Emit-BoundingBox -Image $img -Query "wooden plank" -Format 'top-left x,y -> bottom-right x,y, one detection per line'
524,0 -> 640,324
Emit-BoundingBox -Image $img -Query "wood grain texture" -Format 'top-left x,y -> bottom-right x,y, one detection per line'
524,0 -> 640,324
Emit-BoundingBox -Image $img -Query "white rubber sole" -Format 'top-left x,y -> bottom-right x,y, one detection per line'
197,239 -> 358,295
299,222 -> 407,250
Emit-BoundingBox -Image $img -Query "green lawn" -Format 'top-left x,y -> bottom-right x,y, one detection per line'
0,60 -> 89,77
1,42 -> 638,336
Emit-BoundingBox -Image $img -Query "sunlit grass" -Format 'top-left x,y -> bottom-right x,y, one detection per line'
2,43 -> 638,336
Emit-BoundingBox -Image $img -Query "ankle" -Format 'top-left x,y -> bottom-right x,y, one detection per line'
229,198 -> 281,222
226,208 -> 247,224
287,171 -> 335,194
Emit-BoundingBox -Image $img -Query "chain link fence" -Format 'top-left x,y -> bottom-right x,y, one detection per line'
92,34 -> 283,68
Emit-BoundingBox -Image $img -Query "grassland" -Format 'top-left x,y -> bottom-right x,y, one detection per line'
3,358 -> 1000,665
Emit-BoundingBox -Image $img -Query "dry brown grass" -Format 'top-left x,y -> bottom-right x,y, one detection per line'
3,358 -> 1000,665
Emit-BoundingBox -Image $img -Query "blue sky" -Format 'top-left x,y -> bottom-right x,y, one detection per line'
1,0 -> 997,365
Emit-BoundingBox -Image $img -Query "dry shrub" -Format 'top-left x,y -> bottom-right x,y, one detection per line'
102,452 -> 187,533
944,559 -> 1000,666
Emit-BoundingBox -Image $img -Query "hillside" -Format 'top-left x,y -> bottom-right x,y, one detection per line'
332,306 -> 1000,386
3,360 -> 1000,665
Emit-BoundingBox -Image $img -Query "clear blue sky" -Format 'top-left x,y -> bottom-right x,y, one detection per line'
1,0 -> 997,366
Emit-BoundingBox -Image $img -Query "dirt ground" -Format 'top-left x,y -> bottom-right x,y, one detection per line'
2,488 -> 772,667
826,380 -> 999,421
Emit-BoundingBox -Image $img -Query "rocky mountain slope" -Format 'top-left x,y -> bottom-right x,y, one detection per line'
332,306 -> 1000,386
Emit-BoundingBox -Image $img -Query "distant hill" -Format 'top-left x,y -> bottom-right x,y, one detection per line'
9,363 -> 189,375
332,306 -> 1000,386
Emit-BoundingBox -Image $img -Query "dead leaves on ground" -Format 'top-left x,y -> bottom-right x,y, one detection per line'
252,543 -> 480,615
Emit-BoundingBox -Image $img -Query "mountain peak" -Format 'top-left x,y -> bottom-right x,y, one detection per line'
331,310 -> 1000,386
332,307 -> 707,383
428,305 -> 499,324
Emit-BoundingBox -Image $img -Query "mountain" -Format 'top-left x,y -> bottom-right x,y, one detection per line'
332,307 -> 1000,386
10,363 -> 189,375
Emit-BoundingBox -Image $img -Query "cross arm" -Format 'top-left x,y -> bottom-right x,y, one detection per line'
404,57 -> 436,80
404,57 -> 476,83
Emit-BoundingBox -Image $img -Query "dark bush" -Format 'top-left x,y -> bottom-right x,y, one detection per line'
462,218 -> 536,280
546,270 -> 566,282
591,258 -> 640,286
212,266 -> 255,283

++++

Using the material above, print every entry exactly as written.

* [Task response]
Emit-BoundingBox -Image $img -Query "wooden plank" -Format 'top-left x,y -> bottom-right x,y, one detection per line'
524,0 -> 640,324
Emit-BoundingBox -Image $img -Query "wood grain texture" -Format 'top-left x,y -> bottom-right x,y, one detection per line'
524,0 -> 640,324
Emit-BoundingBox -Image $img -Query "white rubber sole" -Format 'top-left x,y -> bottom-right x,y, one detection per line'
197,239 -> 358,295
299,222 -> 407,250
Emit-BoundingBox -Image $img -Query "green lawn" -Format 'top-left x,y -> bottom-right x,y, one detection per line'
0,60 -> 89,77
1,42 -> 638,336
Emit-BoundingBox -Image $img -Query "sunlit grass" -Format 'top-left x,y -> bottom-right x,y, one detection per line'
2,43 -> 638,336
Emit-BoundingBox -Image $img -Query "ankle" -Format 'top-left x,y -> bottom-right x,y, one detection per line'
229,198 -> 281,222
226,208 -> 247,224
287,171 -> 335,194
Emit-BoundingBox -Image $img -Query "chain link fence" -Format 'top-left x,y -> bottom-right x,y, one detection per line'
92,34 -> 283,68
Emit-BoundingBox -Image $img -Query "grassland" -Format 'top-left x,y -> bottom-right x,y, one detection per line'
3,358 -> 1000,665
Emit-BoundingBox -Image $img -Query "dry brown grass" -Format 'top-left x,y -> bottom-right x,y, one detection per line'
3,358 -> 1000,665
Emit-BoundingBox -Image $img -Query "blue sky" -Format 'top-left x,y -> bottom-right x,y, one detection per line'
1,0 -> 997,365
Emit-BoundingBox -Image $img -Query "dry shrub" -Format 'top-left x,y -> bottom-right x,y, one detection per line'
102,452 -> 187,533
944,559 -> 1000,666
Emit-BoundingBox -Image $img -Query "hillside" -Format 'top-left x,y -> bottom-right x,y, one detection per line'
332,306 -> 1000,386
3,360 -> 1000,665
Emit-BoundingBox -Image $img -Query "clear blue sky" -Format 'top-left x,y -> bottom-right x,y, one detection per line'
1,0 -> 997,366
Emit-BoundingBox -Image $img -Query "dirt ground" -Format 'top-left x,y -> bottom-right x,y, one detection per line'
2,488 -> 772,667
826,380 -> 999,421
Emit-BoundingBox -Image $img -Query "rocky mountain slope" -Format 'top-left x,y -> bottom-right x,y, one detection per line'
332,306 -> 1000,386
Emit-BoundingBox -Image $img -Query "distant hill" -Format 'top-left x,y -> bottom-right x,y, one detection per line'
9,363 -> 189,375
332,306 -> 1000,386
Emit-BoundingBox -Image $img -Query "dead leaves on ground" -Format 'top-left x,y -> bottom-right x,y, one detection per line'
252,543 -> 480,615
Emit-BoundingBox -Image $img -Query "mountain peak" -Format 'top-left x,y -> bottom-right x,y, one detection per line'
331,310 -> 1000,386
332,307 -> 707,383
428,305 -> 499,324
Emit-BoundingBox -Image $img -Query "mountain" -Format 'top-left x,y -> bottom-right x,y, one detection per line'
332,307 -> 1000,386
10,363 -> 189,375
Emit-BoundingBox -Image $img -Query "cross arm" -Format 'top-left x,y -> bottom-right x,y, one detection per line'
404,57 -> 436,80
404,57 -> 476,83
Emit-BoundingBox -Image $img -Query "dark bush" -Format 'top-left x,y -> bottom-right x,y, one detection per line'
462,218 -> 536,280
546,270 -> 566,282
591,258 -> 640,286
212,266 -> 255,283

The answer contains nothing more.